Reproduce word for word the lines of the entries below, starting with the line that contains "Shot-chart prep: mark the white marble" and running through the final line, with both ends included.

Excerpts from location labeling data
= = =

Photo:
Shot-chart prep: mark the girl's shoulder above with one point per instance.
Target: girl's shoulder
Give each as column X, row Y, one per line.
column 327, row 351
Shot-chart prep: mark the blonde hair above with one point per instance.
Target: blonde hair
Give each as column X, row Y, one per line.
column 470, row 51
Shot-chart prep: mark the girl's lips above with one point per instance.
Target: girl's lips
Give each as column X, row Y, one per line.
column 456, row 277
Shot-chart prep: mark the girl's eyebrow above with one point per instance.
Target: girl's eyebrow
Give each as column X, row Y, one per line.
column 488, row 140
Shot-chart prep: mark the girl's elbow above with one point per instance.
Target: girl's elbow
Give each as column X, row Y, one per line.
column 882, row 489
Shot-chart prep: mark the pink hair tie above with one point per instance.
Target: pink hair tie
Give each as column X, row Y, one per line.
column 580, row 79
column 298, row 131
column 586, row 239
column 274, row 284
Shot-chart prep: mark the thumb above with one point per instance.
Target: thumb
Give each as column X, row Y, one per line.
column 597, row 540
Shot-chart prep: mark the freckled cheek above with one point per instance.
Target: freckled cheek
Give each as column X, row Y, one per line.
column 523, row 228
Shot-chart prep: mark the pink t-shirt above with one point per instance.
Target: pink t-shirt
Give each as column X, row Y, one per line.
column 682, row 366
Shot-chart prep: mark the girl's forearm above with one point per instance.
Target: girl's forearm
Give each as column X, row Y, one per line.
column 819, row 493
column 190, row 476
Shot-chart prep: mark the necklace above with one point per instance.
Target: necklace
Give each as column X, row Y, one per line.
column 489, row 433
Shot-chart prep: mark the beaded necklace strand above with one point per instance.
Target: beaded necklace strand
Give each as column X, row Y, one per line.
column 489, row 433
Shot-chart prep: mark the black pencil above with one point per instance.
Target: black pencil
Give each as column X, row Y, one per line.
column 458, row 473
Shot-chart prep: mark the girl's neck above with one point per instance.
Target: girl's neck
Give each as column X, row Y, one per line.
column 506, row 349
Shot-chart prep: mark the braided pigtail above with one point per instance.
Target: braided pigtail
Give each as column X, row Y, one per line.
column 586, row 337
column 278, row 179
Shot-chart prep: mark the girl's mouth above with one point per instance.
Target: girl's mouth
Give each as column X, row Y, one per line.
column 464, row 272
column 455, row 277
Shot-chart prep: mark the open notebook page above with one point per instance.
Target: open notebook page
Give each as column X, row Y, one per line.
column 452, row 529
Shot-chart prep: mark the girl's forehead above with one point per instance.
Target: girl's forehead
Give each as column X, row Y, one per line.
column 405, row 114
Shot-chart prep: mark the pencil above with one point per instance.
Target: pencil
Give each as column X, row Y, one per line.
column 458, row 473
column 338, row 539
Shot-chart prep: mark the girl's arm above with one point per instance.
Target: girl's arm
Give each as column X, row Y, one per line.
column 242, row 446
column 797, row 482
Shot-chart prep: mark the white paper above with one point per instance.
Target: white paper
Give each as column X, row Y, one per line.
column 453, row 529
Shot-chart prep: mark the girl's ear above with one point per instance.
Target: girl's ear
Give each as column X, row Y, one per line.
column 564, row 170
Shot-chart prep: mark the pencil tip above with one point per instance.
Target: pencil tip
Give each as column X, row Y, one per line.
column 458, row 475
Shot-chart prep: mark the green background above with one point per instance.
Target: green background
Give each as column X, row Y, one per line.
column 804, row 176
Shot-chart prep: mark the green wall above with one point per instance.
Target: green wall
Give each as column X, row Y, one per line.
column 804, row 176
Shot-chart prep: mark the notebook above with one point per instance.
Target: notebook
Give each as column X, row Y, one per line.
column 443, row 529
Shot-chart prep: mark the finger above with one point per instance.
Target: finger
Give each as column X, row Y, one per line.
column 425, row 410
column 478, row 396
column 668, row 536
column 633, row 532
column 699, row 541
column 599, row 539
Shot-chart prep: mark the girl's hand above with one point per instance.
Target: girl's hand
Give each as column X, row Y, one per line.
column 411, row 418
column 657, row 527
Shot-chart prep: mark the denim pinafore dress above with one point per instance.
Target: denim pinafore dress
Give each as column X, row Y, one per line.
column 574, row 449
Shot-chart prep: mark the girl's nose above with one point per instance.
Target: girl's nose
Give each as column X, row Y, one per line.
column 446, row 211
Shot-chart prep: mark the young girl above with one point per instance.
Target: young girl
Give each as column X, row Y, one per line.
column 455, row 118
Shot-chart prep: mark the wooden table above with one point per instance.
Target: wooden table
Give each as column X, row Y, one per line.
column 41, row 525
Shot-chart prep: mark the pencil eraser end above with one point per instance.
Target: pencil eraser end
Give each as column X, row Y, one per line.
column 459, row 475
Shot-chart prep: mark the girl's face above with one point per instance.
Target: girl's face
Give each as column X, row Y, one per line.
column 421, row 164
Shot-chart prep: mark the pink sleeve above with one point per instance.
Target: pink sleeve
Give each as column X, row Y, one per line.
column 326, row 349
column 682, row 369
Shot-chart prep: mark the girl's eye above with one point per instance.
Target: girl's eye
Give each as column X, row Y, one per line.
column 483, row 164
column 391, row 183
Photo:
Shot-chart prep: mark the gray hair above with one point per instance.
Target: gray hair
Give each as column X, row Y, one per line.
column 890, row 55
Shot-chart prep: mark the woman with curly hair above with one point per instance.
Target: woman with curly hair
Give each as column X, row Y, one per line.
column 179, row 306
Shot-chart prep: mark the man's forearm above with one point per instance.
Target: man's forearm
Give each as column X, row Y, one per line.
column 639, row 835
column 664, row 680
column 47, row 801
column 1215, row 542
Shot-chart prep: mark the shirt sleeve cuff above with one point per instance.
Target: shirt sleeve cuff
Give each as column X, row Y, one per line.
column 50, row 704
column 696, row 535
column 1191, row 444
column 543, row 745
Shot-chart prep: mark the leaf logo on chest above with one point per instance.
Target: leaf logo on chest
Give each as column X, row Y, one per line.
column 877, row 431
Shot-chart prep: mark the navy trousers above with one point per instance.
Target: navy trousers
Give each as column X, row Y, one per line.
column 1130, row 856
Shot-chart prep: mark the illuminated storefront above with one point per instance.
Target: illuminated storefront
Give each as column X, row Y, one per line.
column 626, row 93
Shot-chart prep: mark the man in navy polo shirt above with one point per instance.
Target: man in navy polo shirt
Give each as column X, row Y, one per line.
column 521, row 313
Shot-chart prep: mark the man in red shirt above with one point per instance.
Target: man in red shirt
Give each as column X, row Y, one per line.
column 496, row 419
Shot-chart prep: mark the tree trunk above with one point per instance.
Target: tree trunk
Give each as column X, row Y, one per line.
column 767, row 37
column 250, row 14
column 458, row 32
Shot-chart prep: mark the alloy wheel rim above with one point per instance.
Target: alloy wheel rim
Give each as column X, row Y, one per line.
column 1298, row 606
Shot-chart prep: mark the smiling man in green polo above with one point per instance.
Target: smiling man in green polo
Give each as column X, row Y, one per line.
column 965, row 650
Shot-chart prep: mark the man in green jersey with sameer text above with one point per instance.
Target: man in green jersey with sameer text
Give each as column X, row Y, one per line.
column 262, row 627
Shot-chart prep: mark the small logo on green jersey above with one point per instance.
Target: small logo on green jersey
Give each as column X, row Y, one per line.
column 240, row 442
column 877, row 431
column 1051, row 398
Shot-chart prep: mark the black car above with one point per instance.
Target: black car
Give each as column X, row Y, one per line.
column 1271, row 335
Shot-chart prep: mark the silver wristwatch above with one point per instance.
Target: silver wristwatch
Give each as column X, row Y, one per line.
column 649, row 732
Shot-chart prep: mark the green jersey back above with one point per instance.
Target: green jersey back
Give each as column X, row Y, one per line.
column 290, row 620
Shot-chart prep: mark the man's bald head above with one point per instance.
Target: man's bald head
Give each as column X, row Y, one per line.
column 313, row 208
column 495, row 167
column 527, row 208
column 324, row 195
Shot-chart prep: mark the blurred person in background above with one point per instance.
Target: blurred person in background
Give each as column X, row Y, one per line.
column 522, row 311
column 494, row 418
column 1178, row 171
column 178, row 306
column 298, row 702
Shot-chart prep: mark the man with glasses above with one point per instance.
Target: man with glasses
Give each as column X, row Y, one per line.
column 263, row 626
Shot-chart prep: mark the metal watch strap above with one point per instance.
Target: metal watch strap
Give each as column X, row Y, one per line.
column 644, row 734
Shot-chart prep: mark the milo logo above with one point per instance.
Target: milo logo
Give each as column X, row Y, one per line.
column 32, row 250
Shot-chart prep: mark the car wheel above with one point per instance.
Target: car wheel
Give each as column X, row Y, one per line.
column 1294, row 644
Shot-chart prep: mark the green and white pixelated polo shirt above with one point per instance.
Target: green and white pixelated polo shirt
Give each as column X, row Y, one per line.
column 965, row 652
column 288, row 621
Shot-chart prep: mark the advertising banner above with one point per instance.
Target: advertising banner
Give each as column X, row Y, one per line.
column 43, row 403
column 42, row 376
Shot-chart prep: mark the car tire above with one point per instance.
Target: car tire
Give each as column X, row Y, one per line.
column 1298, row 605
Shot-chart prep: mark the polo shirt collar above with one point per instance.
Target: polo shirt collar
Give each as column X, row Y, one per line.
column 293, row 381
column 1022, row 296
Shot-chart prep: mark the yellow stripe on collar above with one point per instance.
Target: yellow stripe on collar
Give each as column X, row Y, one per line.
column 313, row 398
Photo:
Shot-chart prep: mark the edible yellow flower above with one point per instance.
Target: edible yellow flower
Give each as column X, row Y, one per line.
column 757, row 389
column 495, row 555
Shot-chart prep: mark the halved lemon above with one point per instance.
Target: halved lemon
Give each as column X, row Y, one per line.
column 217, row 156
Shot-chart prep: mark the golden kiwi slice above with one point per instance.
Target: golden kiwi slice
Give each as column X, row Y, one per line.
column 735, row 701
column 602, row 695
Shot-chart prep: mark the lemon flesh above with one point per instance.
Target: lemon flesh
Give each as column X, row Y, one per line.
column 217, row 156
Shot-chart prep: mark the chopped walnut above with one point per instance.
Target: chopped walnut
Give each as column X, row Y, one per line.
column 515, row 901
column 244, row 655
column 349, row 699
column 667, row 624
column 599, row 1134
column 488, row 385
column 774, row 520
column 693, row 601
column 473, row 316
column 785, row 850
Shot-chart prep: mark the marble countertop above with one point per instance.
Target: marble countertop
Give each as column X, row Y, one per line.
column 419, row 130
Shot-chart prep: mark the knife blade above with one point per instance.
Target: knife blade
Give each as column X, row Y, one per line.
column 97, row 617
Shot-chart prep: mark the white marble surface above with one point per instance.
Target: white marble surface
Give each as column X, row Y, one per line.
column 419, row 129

= = =

#### Written answer
Shot-chart prep: mark the white marble surface above with one point per instance.
Target: white marble surface
Give each as column X, row Y, one per line.
column 419, row 129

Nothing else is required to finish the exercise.